** SELECTED TEXT **
Supreme Court of Arizona

April 19, 1954

GENERAL PETROLEUM CORP.
v.
BARKER et ux. GENERAL PETROLEUM CORP.
v.
REED et al.

Page 730

Rehearing Denfied May 11, 1954.

Page 731

[77 Ariz. 239] Moore & Romley, Phoenix, for appellant, General Petroleum corp.

Joseph H. Morgan and Donald J. Morgan, Phoenix, for appellees Barker.

Carl W. Divelbiss, Phoenix, Attorney for appellees Reed and Employers' Fire Ins. Co.

UDALL, Justice.

This is an appeal by defendant General Petroleum Corporation from orders of the Superior Court of Yavapai County in two consolidated cases, vacating unanimous verdicts in defendant's favor, setting aside the resulting judgments, and granting new trials therein. The primary question involved, as set forth in its sole assignment of error, is whether the trial court abused its discretion in making such orders.

In an earlier appeal we decided certain phases of this litigation and remanded the case for a new trial. See Barker v. General Petroleum Corp., 72 Ariz. 187, 232 P.2d 390; supplemental opinion on rehearing, 72 Ariz. 238, 233 P.2d 449. The facts therein stated give the overall picture and the basis for the suits.

The two damage actions grew out of a fire occurring June 3, 1948, at Camp Verde, Arizona, which destroyed a service station and grocery store building owned by the Barkers, who had leased the grocery store portion thereof to the Reeds. Upon retrial the actions were consolidated by stipulation, and are here consolidated on appeal.

The Barker suit (No. 17399) sought damages in the sum of $17,000, plus loss of certain rents and profits. J. J. Reed, et ux., lessees of the grocery store, and their insurer, Employers' Fire Insurance Company, brought suit (No. 17771) for damages in the sum of $4,114.60, for destruction of a stock of merchandise and certain personal effects, and loss of profits.

** PROBLEMS AND TASKS **
(a) In the court opinion, take the part that opens with the words "This is an appeal" and closes with "making such orders.", and rewrite it with "unanimous verdicts" changed to "jury verdicts".
(b) According to the court opinion, how much in damages did the Barker suit seek?

Position identification records
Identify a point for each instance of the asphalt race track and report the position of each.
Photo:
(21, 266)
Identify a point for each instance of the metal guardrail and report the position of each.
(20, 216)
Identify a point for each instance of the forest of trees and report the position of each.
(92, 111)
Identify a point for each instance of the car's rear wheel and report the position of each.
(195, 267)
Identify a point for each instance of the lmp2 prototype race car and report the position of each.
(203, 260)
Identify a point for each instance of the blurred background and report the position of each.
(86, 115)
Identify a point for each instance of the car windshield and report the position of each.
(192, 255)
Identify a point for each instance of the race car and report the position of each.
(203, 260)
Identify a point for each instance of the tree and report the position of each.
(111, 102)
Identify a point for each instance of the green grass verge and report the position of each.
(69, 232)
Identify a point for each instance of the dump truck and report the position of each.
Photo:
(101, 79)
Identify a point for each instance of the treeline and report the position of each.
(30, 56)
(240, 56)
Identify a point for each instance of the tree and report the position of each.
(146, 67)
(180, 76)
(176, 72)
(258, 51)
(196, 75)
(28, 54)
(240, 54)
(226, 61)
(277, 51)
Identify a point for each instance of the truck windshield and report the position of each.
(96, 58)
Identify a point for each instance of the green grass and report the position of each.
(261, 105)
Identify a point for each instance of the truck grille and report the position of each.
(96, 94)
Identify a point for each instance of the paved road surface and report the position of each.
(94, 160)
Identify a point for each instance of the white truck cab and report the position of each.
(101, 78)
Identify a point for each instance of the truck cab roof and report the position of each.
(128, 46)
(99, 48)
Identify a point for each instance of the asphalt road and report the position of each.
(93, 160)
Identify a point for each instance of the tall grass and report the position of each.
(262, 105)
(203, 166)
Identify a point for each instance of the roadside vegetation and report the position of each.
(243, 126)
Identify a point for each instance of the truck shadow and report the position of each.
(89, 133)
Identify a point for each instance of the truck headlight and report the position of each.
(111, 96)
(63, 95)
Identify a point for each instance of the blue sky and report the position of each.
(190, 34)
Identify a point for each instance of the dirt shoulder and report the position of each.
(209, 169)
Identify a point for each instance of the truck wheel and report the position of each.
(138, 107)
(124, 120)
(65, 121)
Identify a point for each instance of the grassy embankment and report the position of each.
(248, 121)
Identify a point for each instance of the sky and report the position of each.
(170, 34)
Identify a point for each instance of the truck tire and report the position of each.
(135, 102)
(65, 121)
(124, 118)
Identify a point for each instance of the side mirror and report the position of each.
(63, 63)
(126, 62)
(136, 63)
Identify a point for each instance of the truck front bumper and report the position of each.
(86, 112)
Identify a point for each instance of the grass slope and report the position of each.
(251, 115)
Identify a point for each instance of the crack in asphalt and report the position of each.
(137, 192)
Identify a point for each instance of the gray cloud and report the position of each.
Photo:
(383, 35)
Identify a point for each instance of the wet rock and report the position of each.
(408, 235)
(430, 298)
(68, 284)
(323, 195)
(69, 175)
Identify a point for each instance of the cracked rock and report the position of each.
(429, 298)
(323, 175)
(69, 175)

** RESPONSE LIST **
(a)
This is an appeal by defendant General Petroleum Corporation from orders of the Superior Court of Yavapai County in two consolidated cases, vacating jury verdicts in defendant's favor, setting aside the resulting judgments, and granting new trials therein. The primary question involved, as set forth in its sole assignment of error, is whether the trial court abused its discretion in making such orders.

(b) $17,000, plus loss of certain rents and profits.